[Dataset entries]
Start of Block

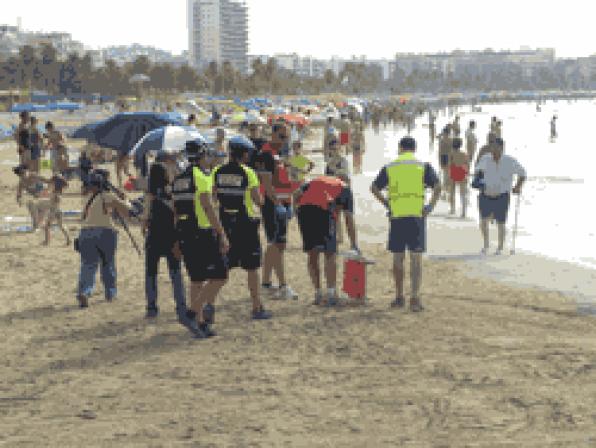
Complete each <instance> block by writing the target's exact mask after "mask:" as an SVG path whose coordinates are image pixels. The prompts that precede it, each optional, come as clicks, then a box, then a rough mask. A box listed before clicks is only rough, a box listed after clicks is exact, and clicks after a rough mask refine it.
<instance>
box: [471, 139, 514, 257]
mask: <svg viewBox="0 0 596 448" xmlns="http://www.w3.org/2000/svg"><path fill="white" fill-rule="evenodd" d="M503 150H504V143H503V140H502V139H500V138H497V139H496V141H495V144H494V145H493V146H492V150H491V153H490V154H486V155H484V156H482V158H481V159H480V161H479V162H478V163H477V164H476V167H475V177H476V178H478V179H481V181H482V183H483V187H482V189H481V190H480V196H479V197H478V210H479V211H480V231H481V232H482V237H483V240H484V247H483V249H482V254H484V255H486V254H487V253H488V247H489V234H488V223H489V220H490V219H491V217H494V219H495V220H496V221H497V228H498V233H499V246H498V248H497V251H496V254H495V255H500V254H501V253H502V252H503V246H504V244H505V223H506V222H507V214H508V211H509V202H510V191H512V192H513V194H516V195H519V194H520V193H521V188H522V185H523V184H524V181H525V180H526V170H525V169H524V167H523V166H521V165H520V163H519V162H518V161H517V160H516V159H514V158H513V157H511V156H509V155H506V154H503ZM514 175H516V176H517V183H516V185H515V187H514V188H513V190H511V185H512V184H513V176H514Z"/></svg>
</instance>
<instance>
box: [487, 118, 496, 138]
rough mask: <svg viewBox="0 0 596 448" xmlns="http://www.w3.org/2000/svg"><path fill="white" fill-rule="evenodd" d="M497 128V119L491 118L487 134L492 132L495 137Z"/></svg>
mask: <svg viewBox="0 0 596 448" xmlns="http://www.w3.org/2000/svg"><path fill="white" fill-rule="evenodd" d="M497 127H498V120H497V117H492V118H491V120H490V131H489V132H492V133H493V134H495V136H496V135H497Z"/></svg>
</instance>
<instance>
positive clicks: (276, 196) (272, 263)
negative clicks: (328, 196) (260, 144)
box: [255, 124, 298, 300]
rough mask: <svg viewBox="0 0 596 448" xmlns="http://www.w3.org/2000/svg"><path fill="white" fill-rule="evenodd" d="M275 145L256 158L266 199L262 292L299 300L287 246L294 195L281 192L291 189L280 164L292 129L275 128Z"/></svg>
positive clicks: (281, 125)
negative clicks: (291, 212)
mask: <svg viewBox="0 0 596 448" xmlns="http://www.w3.org/2000/svg"><path fill="white" fill-rule="evenodd" d="M271 129H272V132H271V142H269V143H266V144H264V145H263V147H262V149H261V151H260V153H259V154H258V155H257V157H256V161H255V163H256V165H255V166H256V168H257V173H258V175H259V180H260V183H261V184H262V186H263V188H262V192H263V194H264V196H265V200H264V202H263V207H262V209H261V215H262V217H263V225H264V228H265V235H266V237H267V243H268V245H267V249H265V256H264V260H263V278H262V281H263V283H262V284H261V288H262V290H263V291H265V292H268V293H275V298H277V299H280V300H289V299H294V300H295V299H297V298H298V294H296V292H295V291H294V290H293V289H292V287H291V286H290V285H288V284H287V282H286V273H285V260H284V255H285V252H286V245H287V240H288V223H289V220H290V216H291V210H290V209H291V201H292V198H291V195H289V194H288V195H287V197H286V194H285V193H281V192H280V190H278V189H279V188H285V187H287V186H291V184H289V185H288V184H286V183H285V179H282V174H283V171H284V170H283V167H282V166H281V164H280V163H279V162H278V160H276V158H277V157H279V152H280V151H281V149H282V147H283V145H284V143H285V142H286V141H287V139H288V129H287V127H286V126H285V125H284V124H274V125H273V126H272V128H271ZM273 271H275V273H276V274H277V278H278V280H279V288H274V287H273V285H272V284H271V276H272V273H273Z"/></svg>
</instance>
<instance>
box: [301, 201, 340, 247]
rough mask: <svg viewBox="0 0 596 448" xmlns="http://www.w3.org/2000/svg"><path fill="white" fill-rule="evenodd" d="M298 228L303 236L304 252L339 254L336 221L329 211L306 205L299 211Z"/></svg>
mask: <svg viewBox="0 0 596 448" xmlns="http://www.w3.org/2000/svg"><path fill="white" fill-rule="evenodd" d="M298 227H299V228H300V233H301V234H302V243H303V244H302V248H303V249H304V252H310V251H311V250H318V251H320V252H325V253H335V252H337V236H336V235H337V234H336V224H335V219H333V217H332V216H331V213H330V212H329V211H327V210H323V209H322V208H320V207H317V206H316V205H304V206H302V207H300V208H299V209H298Z"/></svg>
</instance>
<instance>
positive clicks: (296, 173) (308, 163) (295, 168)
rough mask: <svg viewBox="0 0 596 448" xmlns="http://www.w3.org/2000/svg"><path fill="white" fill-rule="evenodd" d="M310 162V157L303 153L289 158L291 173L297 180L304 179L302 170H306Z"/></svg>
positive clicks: (308, 165)
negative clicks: (303, 153)
mask: <svg viewBox="0 0 596 448" xmlns="http://www.w3.org/2000/svg"><path fill="white" fill-rule="evenodd" d="M310 164H311V161H310V159H309V158H308V157H305V156H303V155H296V156H292V157H291V158H290V166H291V167H292V168H294V170H292V171H293V173H292V174H293V175H294V177H295V179H296V180H297V181H303V180H304V171H306V168H308V167H309V166H310Z"/></svg>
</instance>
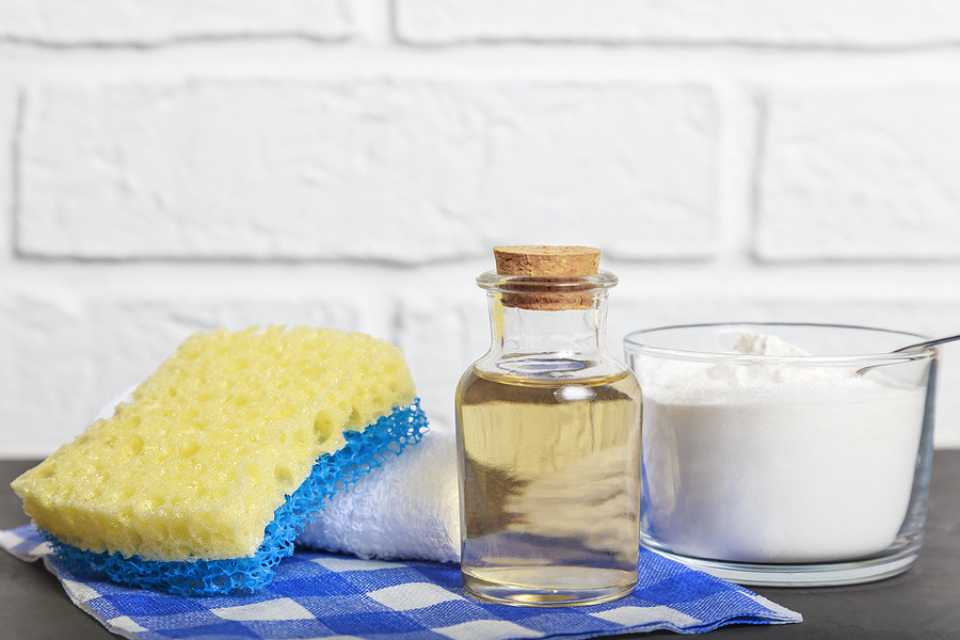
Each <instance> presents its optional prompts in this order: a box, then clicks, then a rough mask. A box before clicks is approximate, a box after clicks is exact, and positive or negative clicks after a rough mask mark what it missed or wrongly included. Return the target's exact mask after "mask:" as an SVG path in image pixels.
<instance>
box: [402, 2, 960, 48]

End of Block

**WORK INSTRUCTION:**
Your answer is all of the records restated word for word, pictures excluded.

**ANSWER TO THE PROBLEM:**
Complete each <instance> block by writing the target's exact mask after "mask:" as an SVG path whose coordinates are image pixels. The prompts that precede it, each optional, come as clicks, then a box, then a rough mask. A box listed before clicks is only rough, a box listed after clicks is exact, and clicks after a rough mask refine it.
<instance>
box: [471, 139, 514, 257]
mask: <svg viewBox="0 0 596 448" xmlns="http://www.w3.org/2000/svg"><path fill="white" fill-rule="evenodd" d="M503 150H504V143H503V140H502V139H500V138H497V139H496V141H495V144H494V145H493V146H492V150H491V153H490V154H486V155H484V156H482V158H481V159H480V161H479V162H478V163H477V164H476V167H475V177H476V178H478V179H481V181H482V183H483V187H482V189H481V190H480V196H479V197H478V210H479V211H480V231H481V232H482V237H483V240H484V247H483V249H482V254H484V255H486V254H487V253H488V247H489V234H488V223H489V220H490V219H491V217H494V219H495V220H496V221H497V228H498V233H499V246H498V248H497V251H496V254H495V255H500V254H501V253H502V252H503V246H504V244H505V223H506V222H507V214H508V211H509V202H510V191H512V192H513V194H516V195H519V194H520V193H521V188H522V185H523V184H524V181H525V180H526V170H525V169H524V167H523V166H521V165H520V163H519V162H518V161H517V160H516V159H514V158H513V157H511V156H509V155H506V154H503ZM514 175H516V176H517V183H516V185H515V187H514V188H513V190H511V185H512V184H513V176H514Z"/></svg>
</instance>
<instance>
box: [487, 118, 496, 138]
rough mask: <svg viewBox="0 0 596 448" xmlns="http://www.w3.org/2000/svg"><path fill="white" fill-rule="evenodd" d="M497 128V119L491 118L487 134L492 132L495 137Z"/></svg>
mask: <svg viewBox="0 0 596 448" xmlns="http://www.w3.org/2000/svg"><path fill="white" fill-rule="evenodd" d="M497 127H498V120H497V117H492V118H491V120H490V131H489V132H492V133H493V134H495V136H496V135H497Z"/></svg>
</instance>
<instance>
positive clicks: (276, 196) (272, 263)
negative clicks: (328, 196) (260, 144)
box: [255, 124, 298, 300]
rough mask: <svg viewBox="0 0 596 448" xmlns="http://www.w3.org/2000/svg"><path fill="white" fill-rule="evenodd" d="M275 145L256 158L266 199L262 292L299 300L287 246L294 195L281 192L291 189L280 164L292 129L275 128Z"/></svg>
positive clicks: (281, 125)
negative clicks: (291, 212)
mask: <svg viewBox="0 0 596 448" xmlns="http://www.w3.org/2000/svg"><path fill="white" fill-rule="evenodd" d="M271 129H272V132H271V142H269V143H266V144H264V145H263V147H262V149H261V151H260V153H259V154H258V155H257V157H256V161H255V163H256V165H255V166H256V168H257V173H258V175H259V180H260V183H261V184H262V186H263V188H262V192H263V194H264V196H265V200H264V202H263V207H262V209H261V215H262V217H263V225H264V228H265V235H266V237H267V243H268V245H267V249H265V256H264V260H263V278H262V281H263V283H262V284H261V288H262V290H263V291H265V292H268V293H275V298H277V299H280V300H289V299H294V300H295V299H297V298H298V294H296V292H295V291H294V290H293V289H292V287H291V286H290V285H288V284H287V282H286V273H285V260H284V255H285V252H286V245H287V240H288V223H289V220H290V216H291V210H290V209H291V201H292V198H291V195H289V194H288V195H287V197H286V194H285V193H281V192H280V190H278V189H279V188H285V187H287V186H291V184H289V185H288V184H286V183H285V179H282V174H283V171H284V170H283V167H282V166H281V164H280V163H279V162H278V160H276V158H277V157H279V152H280V151H281V149H282V147H283V145H284V143H285V142H286V141H287V139H288V129H287V127H286V126H285V125H284V124H274V125H273V126H272V128H271ZM273 271H275V273H276V274H277V278H278V280H279V288H274V287H273V285H272V284H271V276H272V273H273Z"/></svg>
</instance>
<instance>
box: [301, 201, 340, 247]
rough mask: <svg viewBox="0 0 596 448" xmlns="http://www.w3.org/2000/svg"><path fill="white" fill-rule="evenodd" d="M298 228L303 236L304 252L339 254L336 221L329 211L306 205L299 211Z"/></svg>
mask: <svg viewBox="0 0 596 448" xmlns="http://www.w3.org/2000/svg"><path fill="white" fill-rule="evenodd" d="M298 227H299V228H300V233H301V234H302V243H303V244H302V248H303V249H304V252H310V251H311V250H318V251H320V252H325V253H335V252H337V236H336V235H337V234H336V224H335V219H333V217H332V216H331V213H330V212H329V211H327V210H323V209H322V208H320V207H317V206H316V205H304V206H302V207H300V208H299V209H298Z"/></svg>
</instance>
<instance>
positive clicks: (296, 173) (308, 163) (295, 168)
rough mask: <svg viewBox="0 0 596 448" xmlns="http://www.w3.org/2000/svg"><path fill="white" fill-rule="evenodd" d="M310 162V157L303 153L289 158L291 173L297 180L304 179L302 170H306Z"/></svg>
positive clicks: (308, 165)
negative clicks: (303, 153)
mask: <svg viewBox="0 0 596 448" xmlns="http://www.w3.org/2000/svg"><path fill="white" fill-rule="evenodd" d="M310 164H311V161H310V159H309V158H308V157H305V156H303V155H296V156H292V157H291V158H290V166H291V167H292V168H294V170H292V171H293V173H292V174H293V175H294V177H295V179H296V180H297V181H303V180H304V171H306V168H308V167H309V166H310Z"/></svg>
</instance>
Each <instance> presents its optional prompts in this order: a box, then clicks, then a rough mask. A box before clicks is approximate, a box after clicks is exact, and positive or negative clicks after a rough mask mark what it missed or wrongly included. Return the target's exact mask after "mask:" as an SVG path in image pixels.
<instance>
box: [402, 2, 960, 48]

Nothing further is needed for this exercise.